Witam jak w temacie. Jestem nowym użytkownikiem
CO2... Problem polega na tym mam ten
zestaw CO2 http://allegro.pl/maxi-kompletny-zestaw ... 14629.html
Problem pojawił się na tym, że chciałem dolać wody do licznika bąbelków.
Wężyk z licznika bąbelków w ogóle nie chciał zejść... a przecież wczoraj to zrobiłem i nie było problemu. Od razu powiem że próbowałem to zrobić (rozłączenie wężyka od licznika) z otwartym przepływem
CO2 jak i z zamkniętym.
Finał był taki że licznik Pękł przy czym się skaleczyłem.
Poza tym pomimo tego że był zaworek przeciw zwrotny cofnęła się odrobina wody.

▶ Polecenie 1
Oceń, czy zdania (a), (b) i (c) są zgodne z wpisem o zestawie CO2. Przy każdym odpowiedz „tak” lub „nie” i przytocz dosłownie rozstrzygające słowa wpisu.
(a) Autor wpisu od dawna korzysta z CO2.
(b) Dzień wcześniej autor bez kłopotu zdjął wężyk z licznika bąbelków.
(c) Zaworek przeciwzwrotny w pełni zatrzymał cofającą się wodę.
▶ Polecenie 2
Wypisz wszystkie części zestawu CO2, które wpis wymienia z nazwy.
Dalszy materiał to odrębna całość, niezwiązana z wpisem.

▶ Fragmenty materiału
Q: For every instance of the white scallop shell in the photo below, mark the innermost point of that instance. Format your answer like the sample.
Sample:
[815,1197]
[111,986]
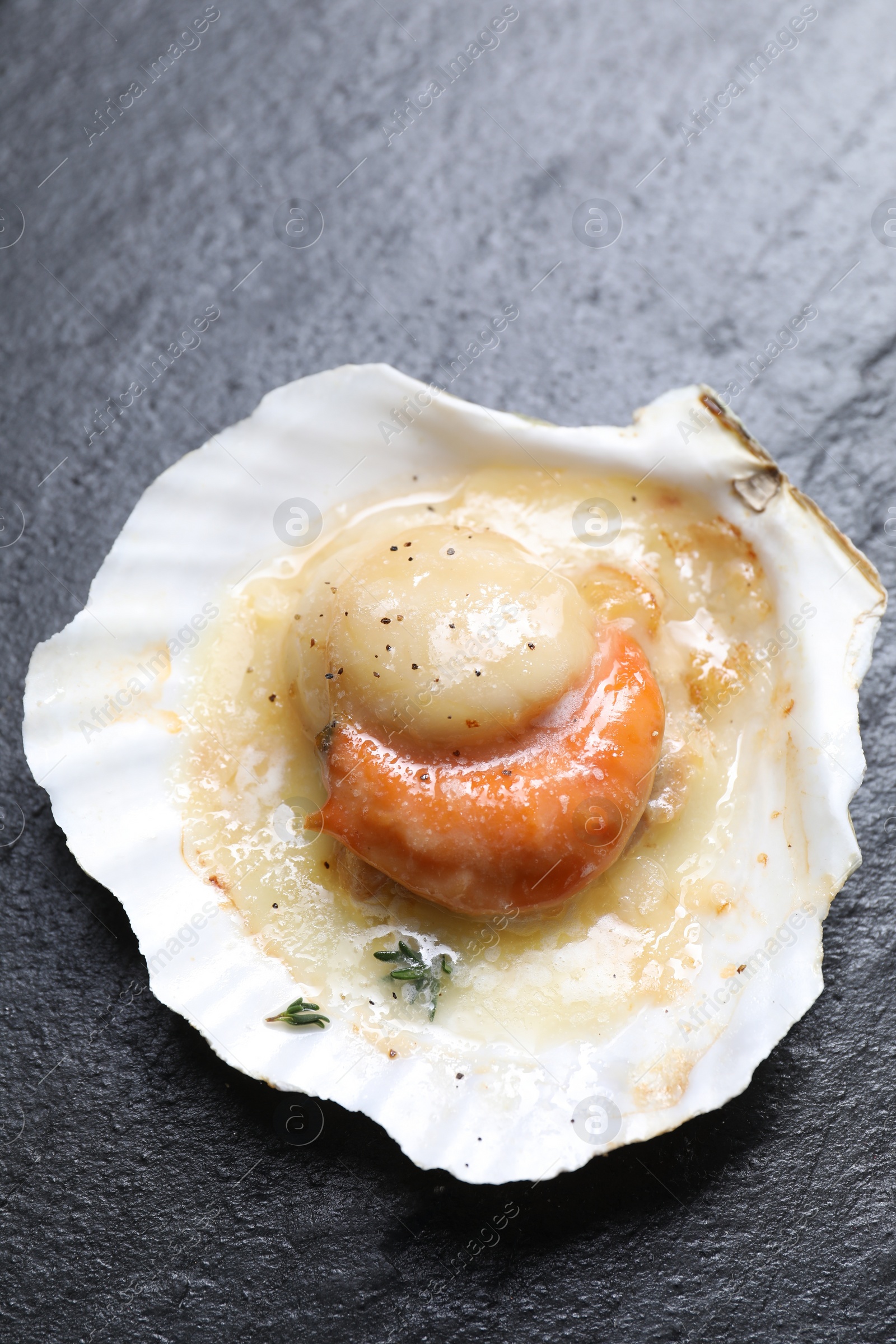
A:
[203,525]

---

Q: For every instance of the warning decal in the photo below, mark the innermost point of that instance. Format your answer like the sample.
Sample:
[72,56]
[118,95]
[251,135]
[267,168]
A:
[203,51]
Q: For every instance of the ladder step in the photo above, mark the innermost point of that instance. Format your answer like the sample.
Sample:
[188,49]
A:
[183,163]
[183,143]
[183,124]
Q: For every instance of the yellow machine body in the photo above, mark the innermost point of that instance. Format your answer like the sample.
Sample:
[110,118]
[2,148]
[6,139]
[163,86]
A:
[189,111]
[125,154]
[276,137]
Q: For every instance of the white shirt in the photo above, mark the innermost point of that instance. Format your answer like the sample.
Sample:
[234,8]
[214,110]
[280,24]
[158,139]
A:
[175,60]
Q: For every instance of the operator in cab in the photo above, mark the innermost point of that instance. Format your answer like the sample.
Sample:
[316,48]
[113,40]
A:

...

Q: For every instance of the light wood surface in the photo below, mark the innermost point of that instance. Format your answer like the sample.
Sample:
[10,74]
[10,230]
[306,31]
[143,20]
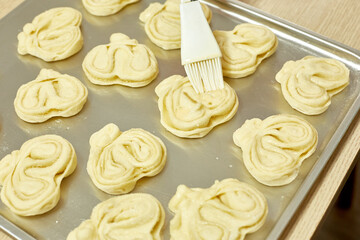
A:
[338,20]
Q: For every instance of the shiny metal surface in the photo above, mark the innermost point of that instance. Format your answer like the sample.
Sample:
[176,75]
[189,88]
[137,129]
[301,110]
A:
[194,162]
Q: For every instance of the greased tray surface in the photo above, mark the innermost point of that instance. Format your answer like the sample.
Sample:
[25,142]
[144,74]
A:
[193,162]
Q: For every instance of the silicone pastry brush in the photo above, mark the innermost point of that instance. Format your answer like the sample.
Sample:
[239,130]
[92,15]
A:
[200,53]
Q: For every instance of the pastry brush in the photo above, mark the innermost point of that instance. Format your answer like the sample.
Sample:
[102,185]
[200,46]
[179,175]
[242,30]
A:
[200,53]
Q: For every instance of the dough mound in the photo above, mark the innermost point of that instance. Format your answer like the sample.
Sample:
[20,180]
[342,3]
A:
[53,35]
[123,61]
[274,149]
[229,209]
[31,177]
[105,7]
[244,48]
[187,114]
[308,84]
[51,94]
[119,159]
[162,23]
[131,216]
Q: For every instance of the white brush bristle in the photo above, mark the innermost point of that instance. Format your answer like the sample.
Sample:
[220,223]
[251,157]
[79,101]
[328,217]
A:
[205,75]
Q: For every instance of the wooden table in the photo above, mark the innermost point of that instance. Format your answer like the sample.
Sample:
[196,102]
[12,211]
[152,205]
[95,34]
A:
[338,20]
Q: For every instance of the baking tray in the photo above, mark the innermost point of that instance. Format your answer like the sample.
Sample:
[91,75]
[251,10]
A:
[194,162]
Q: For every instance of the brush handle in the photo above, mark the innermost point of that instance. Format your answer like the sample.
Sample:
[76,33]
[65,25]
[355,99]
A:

▶ Pełna odpowiedź 1
(a) Nie: „Jestem nowym użytkownikiem”.
(b) Tak: „a przecież wczoraj to zrobiłem i nie było problemu”.
(c) Nie: „pomimo tego że był zaworek przeciw zwrotny cofnęła się odrobina wody”.

▶ Pełna odpowiedź 2
licznik bąbelków, wężyk, zaworek przeciw zwrotny